▶ TAREFA CURTA:
Você pode converter em uma lista numerada as linhas dos itens abaixo, começando na que contém "The client has asked us to locate the concrete" e parando depois da que contém "[296,225,320,348]", sem incluir as linhas em branco?
### SEÇÃO DE DADOS ###
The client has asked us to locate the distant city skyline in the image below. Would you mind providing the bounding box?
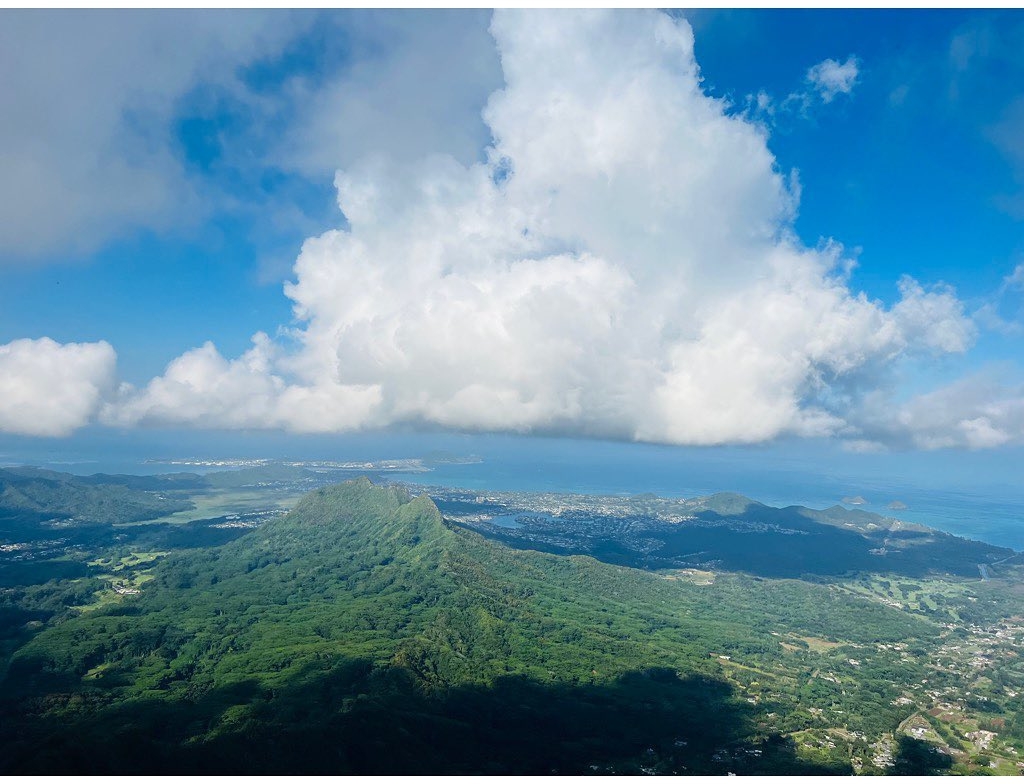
[0,9,1024,456]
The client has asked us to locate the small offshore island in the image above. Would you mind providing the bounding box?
[0,461,1024,774]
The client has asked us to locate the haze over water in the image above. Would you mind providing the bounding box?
[0,429,1024,550]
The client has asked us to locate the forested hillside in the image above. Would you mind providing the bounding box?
[0,480,1019,774]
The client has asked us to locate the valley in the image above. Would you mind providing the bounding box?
[0,466,1024,774]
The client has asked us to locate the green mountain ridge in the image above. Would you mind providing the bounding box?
[0,479,1024,774]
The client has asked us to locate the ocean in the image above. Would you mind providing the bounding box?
[0,429,1024,550]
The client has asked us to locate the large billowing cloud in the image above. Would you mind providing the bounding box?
[106,11,983,444]
[0,338,117,436]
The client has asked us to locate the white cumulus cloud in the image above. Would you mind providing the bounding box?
[807,56,860,103]
[0,338,117,436]
[104,11,983,444]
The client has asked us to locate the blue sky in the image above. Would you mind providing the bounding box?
[0,10,1024,452]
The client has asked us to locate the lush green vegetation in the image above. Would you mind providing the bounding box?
[0,480,1024,774]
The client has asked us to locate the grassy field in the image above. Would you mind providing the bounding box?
[119,488,301,525]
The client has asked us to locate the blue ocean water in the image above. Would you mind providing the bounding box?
[0,429,1024,550]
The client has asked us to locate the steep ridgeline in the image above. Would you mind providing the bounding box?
[0,480,974,774]
[450,490,1015,578]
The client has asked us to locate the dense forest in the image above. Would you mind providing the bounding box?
[0,479,1024,774]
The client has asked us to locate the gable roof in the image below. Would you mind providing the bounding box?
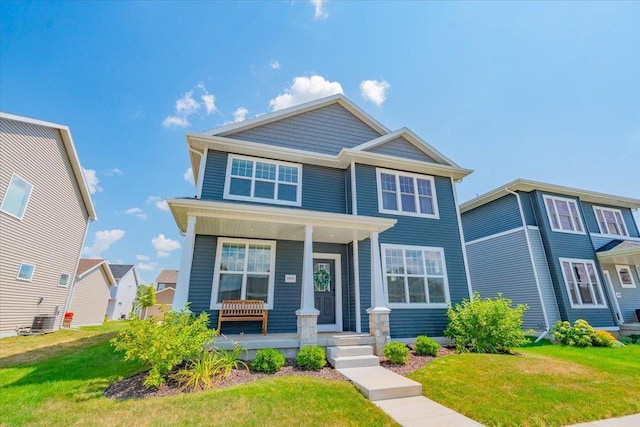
[460,178,640,213]
[0,112,98,221]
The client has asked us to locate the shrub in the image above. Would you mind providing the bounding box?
[382,341,409,365]
[111,310,215,387]
[251,348,284,374]
[416,335,440,356]
[296,345,327,371]
[444,292,530,353]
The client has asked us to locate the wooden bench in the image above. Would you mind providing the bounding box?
[218,299,267,335]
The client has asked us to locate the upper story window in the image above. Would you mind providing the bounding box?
[0,173,33,219]
[544,196,584,234]
[224,154,302,206]
[593,206,629,236]
[376,169,438,218]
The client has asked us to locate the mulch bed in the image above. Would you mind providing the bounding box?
[104,346,453,399]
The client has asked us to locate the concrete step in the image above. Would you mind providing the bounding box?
[338,366,422,401]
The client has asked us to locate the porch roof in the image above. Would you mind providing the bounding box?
[167,199,396,243]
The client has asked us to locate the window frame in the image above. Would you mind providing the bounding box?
[380,243,451,309]
[209,237,276,310]
[542,194,586,234]
[0,172,33,221]
[559,258,609,310]
[223,154,302,207]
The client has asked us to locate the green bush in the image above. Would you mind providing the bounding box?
[444,292,530,353]
[251,348,284,374]
[382,341,409,365]
[111,310,215,387]
[415,335,440,356]
[296,345,327,371]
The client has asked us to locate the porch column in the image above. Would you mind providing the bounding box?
[172,216,196,310]
[367,231,391,356]
[296,225,320,348]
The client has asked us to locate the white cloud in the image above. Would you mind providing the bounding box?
[151,234,180,258]
[82,168,102,194]
[82,229,124,258]
[360,80,391,107]
[269,74,344,111]
[311,0,329,19]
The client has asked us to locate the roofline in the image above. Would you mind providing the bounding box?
[460,178,640,213]
[0,112,98,221]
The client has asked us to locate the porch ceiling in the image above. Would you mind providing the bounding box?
[167,199,396,243]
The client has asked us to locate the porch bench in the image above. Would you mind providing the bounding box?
[218,299,267,335]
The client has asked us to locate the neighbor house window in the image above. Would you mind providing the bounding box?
[211,238,276,309]
[224,155,302,206]
[593,206,629,236]
[382,245,450,308]
[544,196,584,234]
[616,265,636,288]
[17,262,36,282]
[0,173,33,219]
[376,169,438,218]
[560,258,607,308]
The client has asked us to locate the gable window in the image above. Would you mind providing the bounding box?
[211,238,276,309]
[616,265,636,288]
[376,169,438,218]
[224,154,302,206]
[381,245,450,308]
[560,258,607,308]
[544,196,584,234]
[0,173,33,219]
[593,206,629,236]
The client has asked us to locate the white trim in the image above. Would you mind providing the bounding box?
[380,243,451,309]
[223,154,302,207]
[376,168,440,219]
[313,252,342,332]
[209,237,276,310]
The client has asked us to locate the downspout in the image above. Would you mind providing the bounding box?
[504,187,551,342]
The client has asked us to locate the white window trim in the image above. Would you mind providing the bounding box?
[223,154,302,206]
[209,237,276,310]
[380,243,451,309]
[542,194,586,234]
[616,264,637,288]
[0,172,33,221]
[559,258,609,310]
[376,168,440,219]
[16,262,36,282]
[593,205,630,237]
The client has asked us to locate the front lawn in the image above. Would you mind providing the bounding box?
[409,344,640,426]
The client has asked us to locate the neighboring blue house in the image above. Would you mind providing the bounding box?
[460,179,640,332]
[168,95,471,352]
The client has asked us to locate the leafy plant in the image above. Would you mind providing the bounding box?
[415,335,440,356]
[251,348,285,374]
[444,292,530,353]
[296,345,327,371]
[382,341,409,365]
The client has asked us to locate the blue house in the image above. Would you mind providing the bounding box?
[167,95,471,352]
[460,179,640,333]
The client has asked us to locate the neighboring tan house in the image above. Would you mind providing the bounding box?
[69,259,116,326]
[107,264,140,320]
[0,113,96,337]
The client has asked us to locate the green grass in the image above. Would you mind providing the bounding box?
[409,344,640,426]
[0,322,397,426]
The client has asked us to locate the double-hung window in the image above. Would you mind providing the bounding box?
[376,168,438,218]
[211,238,276,309]
[560,258,607,308]
[593,206,629,236]
[224,154,302,206]
[544,196,584,234]
[382,244,450,308]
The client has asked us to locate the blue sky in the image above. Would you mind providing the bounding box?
[0,0,640,281]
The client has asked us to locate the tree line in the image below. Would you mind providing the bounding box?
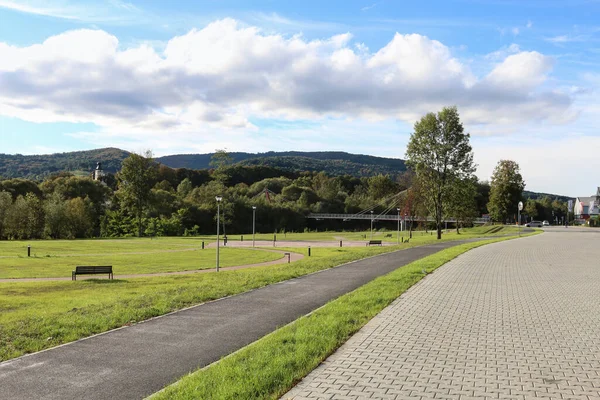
[0,107,566,239]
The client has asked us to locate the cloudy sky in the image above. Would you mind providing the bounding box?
[0,0,600,195]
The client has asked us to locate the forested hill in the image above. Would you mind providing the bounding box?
[157,151,406,176]
[0,148,406,180]
[0,148,129,180]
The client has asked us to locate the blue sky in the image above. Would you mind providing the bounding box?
[0,0,600,195]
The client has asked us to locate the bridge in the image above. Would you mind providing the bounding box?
[306,213,490,225]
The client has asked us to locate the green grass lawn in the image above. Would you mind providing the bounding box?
[151,233,536,400]
[0,242,281,278]
[0,227,536,361]
[0,246,426,361]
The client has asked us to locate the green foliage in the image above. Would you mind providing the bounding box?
[488,160,525,222]
[0,148,129,180]
[406,107,475,239]
[118,152,157,236]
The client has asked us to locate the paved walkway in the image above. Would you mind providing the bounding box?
[283,230,600,400]
[0,242,472,400]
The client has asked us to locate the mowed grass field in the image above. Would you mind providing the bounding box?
[0,238,281,279]
[0,228,528,361]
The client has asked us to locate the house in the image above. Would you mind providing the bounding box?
[573,187,600,222]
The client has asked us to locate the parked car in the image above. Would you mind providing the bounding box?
[525,221,543,228]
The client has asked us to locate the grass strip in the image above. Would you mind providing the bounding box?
[151,232,539,400]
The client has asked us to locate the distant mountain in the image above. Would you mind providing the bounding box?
[157,151,406,176]
[0,148,570,201]
[0,148,129,180]
[0,148,406,180]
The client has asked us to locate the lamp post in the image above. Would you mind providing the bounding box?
[396,208,400,244]
[215,196,223,272]
[252,206,256,247]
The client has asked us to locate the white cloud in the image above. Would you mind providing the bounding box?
[0,0,145,24]
[0,19,572,143]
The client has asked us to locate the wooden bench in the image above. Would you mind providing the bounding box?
[71,265,113,281]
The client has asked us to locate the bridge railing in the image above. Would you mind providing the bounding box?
[306,213,490,224]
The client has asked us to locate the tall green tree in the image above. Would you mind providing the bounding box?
[44,191,69,239]
[0,191,12,239]
[406,107,475,239]
[488,160,525,222]
[119,151,157,236]
[446,178,478,234]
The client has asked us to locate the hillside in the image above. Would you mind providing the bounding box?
[0,148,406,180]
[0,148,129,180]
[157,151,406,176]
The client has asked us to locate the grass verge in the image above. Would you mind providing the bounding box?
[151,232,539,400]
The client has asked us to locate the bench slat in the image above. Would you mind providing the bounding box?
[71,265,113,281]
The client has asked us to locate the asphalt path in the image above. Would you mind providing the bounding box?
[0,239,481,400]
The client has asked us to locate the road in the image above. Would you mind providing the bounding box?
[283,227,600,400]
[0,242,474,400]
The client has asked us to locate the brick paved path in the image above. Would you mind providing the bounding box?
[283,232,600,400]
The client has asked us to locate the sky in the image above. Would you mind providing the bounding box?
[0,0,600,196]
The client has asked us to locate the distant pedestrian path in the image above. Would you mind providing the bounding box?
[283,228,600,400]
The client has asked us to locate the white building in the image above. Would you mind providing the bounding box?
[573,187,600,221]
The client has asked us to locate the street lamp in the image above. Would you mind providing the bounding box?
[252,206,256,247]
[396,208,400,244]
[215,196,223,272]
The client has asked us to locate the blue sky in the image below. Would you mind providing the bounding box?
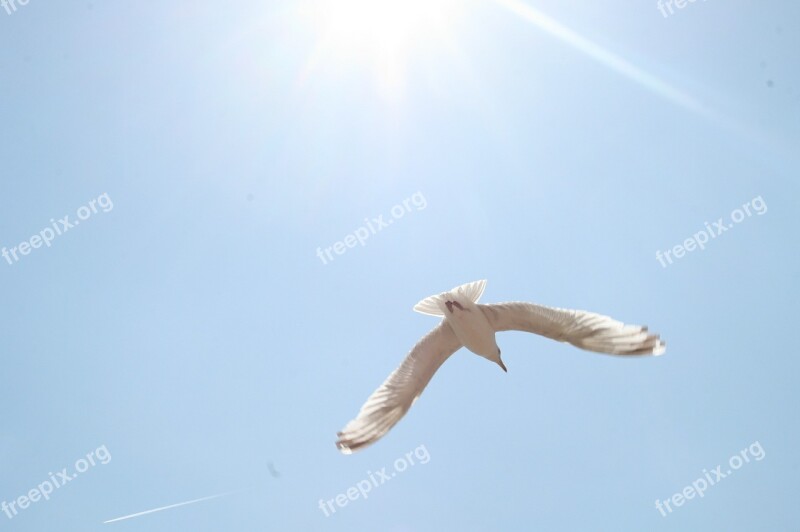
[0,0,800,532]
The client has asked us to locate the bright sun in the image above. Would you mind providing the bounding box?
[300,0,464,97]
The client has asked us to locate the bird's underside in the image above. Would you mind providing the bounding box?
[336,281,665,454]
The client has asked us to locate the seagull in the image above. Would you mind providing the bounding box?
[336,280,666,454]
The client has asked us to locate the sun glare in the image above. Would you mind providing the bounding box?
[307,0,463,97]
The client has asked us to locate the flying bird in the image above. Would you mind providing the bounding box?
[336,280,666,454]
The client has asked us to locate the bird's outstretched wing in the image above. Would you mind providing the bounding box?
[336,321,461,454]
[478,302,666,355]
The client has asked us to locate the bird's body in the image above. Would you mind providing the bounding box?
[414,283,500,363]
[336,281,665,454]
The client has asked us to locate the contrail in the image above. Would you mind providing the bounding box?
[494,0,709,116]
[103,490,238,525]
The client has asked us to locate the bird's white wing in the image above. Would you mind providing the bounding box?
[336,321,461,454]
[478,303,666,355]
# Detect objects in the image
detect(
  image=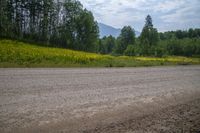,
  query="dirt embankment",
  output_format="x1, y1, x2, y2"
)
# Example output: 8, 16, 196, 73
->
0, 66, 200, 133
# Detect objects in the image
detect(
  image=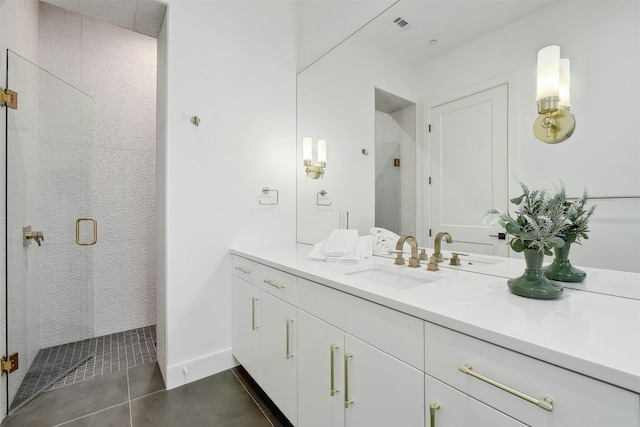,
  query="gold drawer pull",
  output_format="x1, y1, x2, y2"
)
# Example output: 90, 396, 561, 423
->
458, 363, 553, 412
286, 319, 293, 359
344, 353, 353, 408
329, 344, 340, 396
429, 402, 440, 427
263, 279, 284, 289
###
▶ SAÍDA CORRETA:
1. The client has asked us to locate the concrete step in the image above. Would you mind providing the bounding box?
2. [338,366,422,401]
3. The client has asked us to locate the porch roof in the image above. Would you mind providing the bounding box?
4. [167,199,396,243]
5. The client has asked us to locate the window frame in the image above. Would you mind providing the bounding box?
6. [380,243,451,309]
7. [209,237,276,310]
8. [542,194,586,234]
9. [0,172,33,221]
10. [559,258,609,310]
11. [223,154,302,207]
12. The client has asked us to locate the green bush in the image above. Would you mind providing the bounding box?
13. [444,292,530,353]
14. [251,348,284,374]
15. [382,341,409,365]
16. [111,310,215,387]
17. [415,335,440,356]
18. [296,345,327,371]
19. The client has asked us to locate the porch column in the image above. Would you mind providing the bounding box?
20. [172,216,196,310]
21. [367,231,391,356]
22. [296,225,320,348]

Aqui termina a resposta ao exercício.